• What you will do
Gather every line of the material below that contains the string "person", matching case exactly.

• Data for this exercise
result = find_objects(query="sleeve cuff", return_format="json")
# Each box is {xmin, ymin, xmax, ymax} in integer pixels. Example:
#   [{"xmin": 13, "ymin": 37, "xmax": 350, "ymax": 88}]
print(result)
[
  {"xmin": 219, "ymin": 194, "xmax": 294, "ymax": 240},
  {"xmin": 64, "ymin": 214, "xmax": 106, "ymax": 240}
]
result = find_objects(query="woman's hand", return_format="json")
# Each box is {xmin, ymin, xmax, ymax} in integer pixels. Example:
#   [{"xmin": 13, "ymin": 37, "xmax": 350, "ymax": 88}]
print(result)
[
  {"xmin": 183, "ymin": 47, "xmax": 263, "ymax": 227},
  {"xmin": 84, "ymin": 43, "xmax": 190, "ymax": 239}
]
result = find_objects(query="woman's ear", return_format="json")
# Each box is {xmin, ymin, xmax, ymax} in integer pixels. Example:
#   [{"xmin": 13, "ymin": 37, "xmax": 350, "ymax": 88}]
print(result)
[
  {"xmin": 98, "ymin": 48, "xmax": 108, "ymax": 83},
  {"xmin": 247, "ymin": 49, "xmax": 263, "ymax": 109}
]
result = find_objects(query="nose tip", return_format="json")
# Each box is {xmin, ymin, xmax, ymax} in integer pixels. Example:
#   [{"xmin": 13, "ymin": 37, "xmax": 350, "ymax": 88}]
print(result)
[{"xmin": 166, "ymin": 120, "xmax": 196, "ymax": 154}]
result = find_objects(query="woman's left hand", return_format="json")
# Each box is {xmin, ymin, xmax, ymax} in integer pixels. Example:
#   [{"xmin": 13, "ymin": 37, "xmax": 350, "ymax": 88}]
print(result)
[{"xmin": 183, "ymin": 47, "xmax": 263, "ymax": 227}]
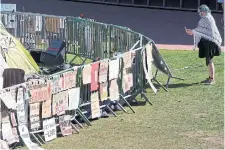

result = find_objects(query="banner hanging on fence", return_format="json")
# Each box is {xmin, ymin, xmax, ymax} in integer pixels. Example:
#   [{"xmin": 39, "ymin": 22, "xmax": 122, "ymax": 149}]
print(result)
[
  {"xmin": 68, "ymin": 88, "xmax": 80, "ymax": 110},
  {"xmin": 42, "ymin": 99, "xmax": 52, "ymax": 118},
  {"xmin": 99, "ymin": 61, "xmax": 109, "ymax": 83},
  {"xmin": 91, "ymin": 92, "xmax": 101, "ymax": 119},
  {"xmin": 91, "ymin": 62, "xmax": 99, "ymax": 91},
  {"xmin": 43, "ymin": 118, "xmax": 57, "ymax": 142},
  {"xmin": 122, "ymin": 51, "xmax": 132, "ymax": 69},
  {"xmin": 30, "ymin": 103, "xmax": 40, "ymax": 130},
  {"xmin": 109, "ymin": 79, "xmax": 119, "ymax": 101},
  {"xmin": 109, "ymin": 58, "xmax": 120, "ymax": 80},
  {"xmin": 59, "ymin": 115, "xmax": 72, "ymax": 136},
  {"xmin": 19, "ymin": 125, "xmax": 44, "ymax": 150},
  {"xmin": 30, "ymin": 80, "xmax": 51, "ymax": 103},
  {"xmin": 82, "ymin": 65, "xmax": 91, "ymax": 84},
  {"xmin": 52, "ymin": 91, "xmax": 68, "ymax": 116},
  {"xmin": 16, "ymin": 88, "xmax": 26, "ymax": 125},
  {"xmin": 100, "ymin": 82, "xmax": 108, "ymax": 101}
]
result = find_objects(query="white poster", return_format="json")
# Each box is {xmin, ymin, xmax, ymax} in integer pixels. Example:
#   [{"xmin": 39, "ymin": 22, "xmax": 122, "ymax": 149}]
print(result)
[
  {"xmin": 91, "ymin": 92, "xmax": 101, "ymax": 119},
  {"xmin": 109, "ymin": 58, "xmax": 120, "ymax": 80},
  {"xmin": 19, "ymin": 125, "xmax": 44, "ymax": 150},
  {"xmin": 0, "ymin": 139, "xmax": 9, "ymax": 150},
  {"xmin": 68, "ymin": 88, "xmax": 80, "ymax": 110},
  {"xmin": 59, "ymin": 115, "xmax": 72, "ymax": 136},
  {"xmin": 43, "ymin": 118, "xmax": 57, "ymax": 142},
  {"xmin": 30, "ymin": 103, "xmax": 40, "ymax": 130},
  {"xmin": 52, "ymin": 91, "xmax": 68, "ymax": 116},
  {"xmin": 0, "ymin": 92, "xmax": 16, "ymax": 110},
  {"xmin": 2, "ymin": 117, "xmax": 18, "ymax": 144},
  {"xmin": 82, "ymin": 65, "xmax": 91, "ymax": 84},
  {"xmin": 16, "ymin": 88, "xmax": 26, "ymax": 125}
]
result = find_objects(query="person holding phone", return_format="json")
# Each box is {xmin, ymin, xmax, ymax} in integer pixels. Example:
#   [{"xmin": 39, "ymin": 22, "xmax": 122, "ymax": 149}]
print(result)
[{"xmin": 185, "ymin": 5, "xmax": 222, "ymax": 85}]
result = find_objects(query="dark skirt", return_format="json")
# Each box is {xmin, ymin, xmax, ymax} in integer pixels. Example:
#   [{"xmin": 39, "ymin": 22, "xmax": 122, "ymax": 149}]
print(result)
[{"xmin": 198, "ymin": 38, "xmax": 221, "ymax": 66}]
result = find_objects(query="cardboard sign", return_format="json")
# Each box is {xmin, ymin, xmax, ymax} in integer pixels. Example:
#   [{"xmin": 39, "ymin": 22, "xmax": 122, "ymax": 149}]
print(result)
[
  {"xmin": 59, "ymin": 115, "xmax": 72, "ymax": 136},
  {"xmin": 2, "ymin": 116, "xmax": 19, "ymax": 144},
  {"xmin": 43, "ymin": 118, "xmax": 57, "ymax": 142},
  {"xmin": 91, "ymin": 62, "xmax": 99, "ymax": 91},
  {"xmin": 109, "ymin": 58, "xmax": 120, "ymax": 80},
  {"xmin": 52, "ymin": 91, "xmax": 68, "ymax": 116},
  {"xmin": 30, "ymin": 103, "xmax": 40, "ymax": 130},
  {"xmin": 91, "ymin": 92, "xmax": 101, "ymax": 119},
  {"xmin": 0, "ymin": 139, "xmax": 9, "ymax": 150},
  {"xmin": 100, "ymin": 82, "xmax": 108, "ymax": 101},
  {"xmin": 63, "ymin": 70, "xmax": 77, "ymax": 90},
  {"xmin": 30, "ymin": 80, "xmax": 51, "ymax": 103},
  {"xmin": 18, "ymin": 125, "xmax": 43, "ymax": 150},
  {"xmin": 99, "ymin": 61, "xmax": 109, "ymax": 83},
  {"xmin": 82, "ymin": 65, "xmax": 91, "ymax": 84},
  {"xmin": 10, "ymin": 112, "xmax": 17, "ymax": 127},
  {"xmin": 42, "ymin": 99, "xmax": 52, "ymax": 118},
  {"xmin": 51, "ymin": 75, "xmax": 64, "ymax": 94},
  {"xmin": 123, "ymin": 51, "xmax": 132, "ymax": 69},
  {"xmin": 109, "ymin": 79, "xmax": 119, "ymax": 101},
  {"xmin": 0, "ymin": 92, "xmax": 16, "ymax": 110},
  {"xmin": 68, "ymin": 88, "xmax": 80, "ymax": 110},
  {"xmin": 16, "ymin": 88, "xmax": 26, "ymax": 125}
]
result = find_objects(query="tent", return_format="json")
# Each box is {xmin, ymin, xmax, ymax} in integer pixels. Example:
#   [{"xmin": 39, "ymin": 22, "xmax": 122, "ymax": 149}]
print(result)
[{"xmin": 0, "ymin": 23, "xmax": 40, "ymax": 86}]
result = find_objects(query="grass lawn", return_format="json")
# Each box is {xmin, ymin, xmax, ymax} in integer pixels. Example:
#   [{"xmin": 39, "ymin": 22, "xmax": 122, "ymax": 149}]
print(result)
[{"xmin": 38, "ymin": 50, "xmax": 224, "ymax": 149}]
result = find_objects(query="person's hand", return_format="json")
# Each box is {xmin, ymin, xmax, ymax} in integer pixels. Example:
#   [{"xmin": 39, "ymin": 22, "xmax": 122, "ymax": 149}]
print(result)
[{"xmin": 185, "ymin": 29, "xmax": 193, "ymax": 35}]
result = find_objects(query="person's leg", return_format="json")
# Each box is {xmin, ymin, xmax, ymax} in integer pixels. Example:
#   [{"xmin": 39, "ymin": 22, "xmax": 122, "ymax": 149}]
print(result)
[{"xmin": 208, "ymin": 62, "xmax": 215, "ymax": 81}]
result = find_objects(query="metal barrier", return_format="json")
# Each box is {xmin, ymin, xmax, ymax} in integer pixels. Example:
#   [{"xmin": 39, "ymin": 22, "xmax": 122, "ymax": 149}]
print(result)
[
  {"xmin": 0, "ymin": 12, "xmax": 183, "ymax": 149},
  {"xmin": 1, "ymin": 12, "xmax": 140, "ymax": 59}
]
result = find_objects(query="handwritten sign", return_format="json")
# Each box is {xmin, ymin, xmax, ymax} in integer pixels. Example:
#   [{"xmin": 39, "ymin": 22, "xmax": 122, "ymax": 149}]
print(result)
[
  {"xmin": 10, "ymin": 112, "xmax": 17, "ymax": 127},
  {"xmin": 59, "ymin": 115, "xmax": 72, "ymax": 136},
  {"xmin": 43, "ymin": 118, "xmax": 57, "ymax": 142},
  {"xmin": 30, "ymin": 103, "xmax": 40, "ymax": 130},
  {"xmin": 100, "ymin": 82, "xmax": 108, "ymax": 101},
  {"xmin": 91, "ymin": 63, "xmax": 99, "ymax": 91},
  {"xmin": 16, "ymin": 88, "xmax": 26, "ymax": 125},
  {"xmin": 91, "ymin": 92, "xmax": 101, "ymax": 119},
  {"xmin": 42, "ymin": 99, "xmax": 52, "ymax": 118},
  {"xmin": 109, "ymin": 58, "xmax": 120, "ymax": 80},
  {"xmin": 63, "ymin": 70, "xmax": 77, "ymax": 90},
  {"xmin": 30, "ymin": 82, "xmax": 51, "ymax": 103},
  {"xmin": 2, "ymin": 117, "xmax": 17, "ymax": 144},
  {"xmin": 51, "ymin": 75, "xmax": 64, "ymax": 94},
  {"xmin": 99, "ymin": 61, "xmax": 109, "ymax": 83},
  {"xmin": 82, "ymin": 65, "xmax": 91, "ymax": 84},
  {"xmin": 0, "ymin": 139, "xmax": 9, "ymax": 150},
  {"xmin": 18, "ymin": 125, "xmax": 43, "ymax": 150},
  {"xmin": 109, "ymin": 79, "xmax": 119, "ymax": 101},
  {"xmin": 0, "ymin": 92, "xmax": 16, "ymax": 110},
  {"xmin": 123, "ymin": 51, "xmax": 131, "ymax": 69},
  {"xmin": 68, "ymin": 88, "xmax": 80, "ymax": 110},
  {"xmin": 52, "ymin": 91, "xmax": 68, "ymax": 115}
]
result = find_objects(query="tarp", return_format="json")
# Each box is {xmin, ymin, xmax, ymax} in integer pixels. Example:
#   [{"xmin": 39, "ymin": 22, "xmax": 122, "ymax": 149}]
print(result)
[{"xmin": 0, "ymin": 24, "xmax": 40, "ymax": 75}]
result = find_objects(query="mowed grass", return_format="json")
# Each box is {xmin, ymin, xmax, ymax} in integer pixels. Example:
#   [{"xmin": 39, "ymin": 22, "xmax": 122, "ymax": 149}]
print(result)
[{"xmin": 40, "ymin": 50, "xmax": 224, "ymax": 149}]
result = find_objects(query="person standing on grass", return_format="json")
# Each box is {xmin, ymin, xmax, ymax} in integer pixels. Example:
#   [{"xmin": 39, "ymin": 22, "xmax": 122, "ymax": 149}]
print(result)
[{"xmin": 185, "ymin": 5, "xmax": 222, "ymax": 84}]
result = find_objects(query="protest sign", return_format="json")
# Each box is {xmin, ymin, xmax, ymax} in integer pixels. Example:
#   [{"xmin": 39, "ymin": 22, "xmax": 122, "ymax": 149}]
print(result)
[
  {"xmin": 91, "ymin": 92, "xmax": 101, "ymax": 119},
  {"xmin": 59, "ymin": 115, "xmax": 72, "ymax": 136},
  {"xmin": 30, "ymin": 103, "xmax": 40, "ymax": 130},
  {"xmin": 43, "ymin": 118, "xmax": 57, "ymax": 142},
  {"xmin": 52, "ymin": 91, "xmax": 68, "ymax": 115}
]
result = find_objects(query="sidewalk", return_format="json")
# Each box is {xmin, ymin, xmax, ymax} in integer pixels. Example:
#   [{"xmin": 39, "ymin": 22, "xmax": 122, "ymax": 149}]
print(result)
[{"xmin": 156, "ymin": 44, "xmax": 224, "ymax": 52}]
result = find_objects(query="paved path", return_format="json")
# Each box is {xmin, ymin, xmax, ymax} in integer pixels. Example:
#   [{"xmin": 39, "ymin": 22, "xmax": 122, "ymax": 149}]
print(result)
[{"xmin": 1, "ymin": 0, "xmax": 224, "ymax": 49}]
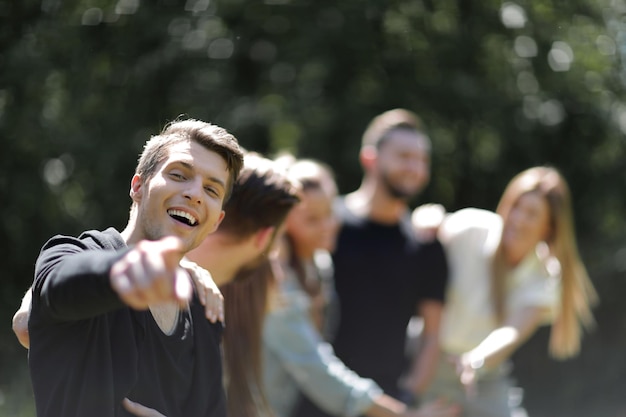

• Written solution
result = find_objects(query="person holding phone", return_format="json")
result = find_objects(query="person's hand", return_format="json")
result = find_objects(query="person's leg", return_format="json")
result = find_objects(query="person standing on grass", return_format="json")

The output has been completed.